Provided passage:
┏━━

Frangible ceramic materials may be useful compositions for
temporarily plugging the flow-through passages, including
chemically strengthened ceramics of the type known as "Pyroceram"
marketed by Corning Glass Works of Corning, N.Y. and used for
ceramic stove tops. This material is made by replacing lighter
sodium ions with heavier potassium ions in a hardening bath,
resulting in pre-stressed compression on the surface (up to about
0.010 inch thickness) and tension on the inner part. One example of
how this is done is set forth in U.S. Pat. No. 2,779,136, assigned
to Corning Glass Works. As explained in U.S. Pat. No. 3,938,764,
assigned to McDonnell Douglas Corporation, such material normally
had been used for anti-chipping purposes such as in coating
surfaces of appliances, however, it was discovered that upon impact
of a highly concentrated load at any point with a force sufficient
to penetrate the surface compression layer, the frangible ceramic
will break instantaneously and completely into small pieces over
the entire part. If a frangible ceramic is used for temporarily
plugging flow-through passages, a coating or coatings such as
described in U.S. Pat. No. 6,346,315 might be employed to protect
the frangible ceramic during transport or handling of the elements.

┗━━

To be done:
**A.** List every U.S. patent number cited in the passage on frangible ceramic plugs.
**B.** In the passage on frangible ceramic plugs, what ions replace the lighter sodium ions in the hardening bath?
**C.** Write a continuation of the passage on frangible ceramic plugs, starting after its last sentence.
The lines that come next aren't needed.

Data:

┏━━

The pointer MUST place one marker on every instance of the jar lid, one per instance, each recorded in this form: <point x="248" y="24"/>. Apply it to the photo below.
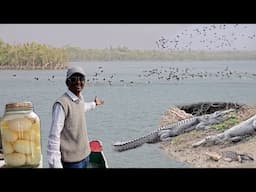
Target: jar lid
<point x="25" y="104"/>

┗━━

Outputs by task:
**A.**
2,779,136
3,938,764
6,346,315

**B.** Heavier potassium ions.

**C.**
The '615 patent describes house wares, including frangible ceramic
dishes and drinking glasses coated with a protective plastic
coating, usually including an initial adhesion-promoting silane,
and a coating of urethane, such as a high temperature urethane to
give protection to the underlying layers, and to the article,
including protection within a commercial dishwasher. The silane
combines with glass, and couples strongly with urethane. The
urethane is highly receptive to decoration, which may be
transferred or printed onto the urethane surface, and this may be
useful to apply bar coding, patent numbers, trademarks, or other
identifying information to plugs useful in invention. The high
temperature urethane outer coating may be a thermosetting urethane,
capable of withstanding temperatures as high as about 400.degree.
F. With the capability of selectively varying the respective
thicknesses of the urethane coating/coatings, a range of desired
characteristics, of resistance to chemicals, abrasion and impact
for the plugs can be provided, as discussed in the '615 patent.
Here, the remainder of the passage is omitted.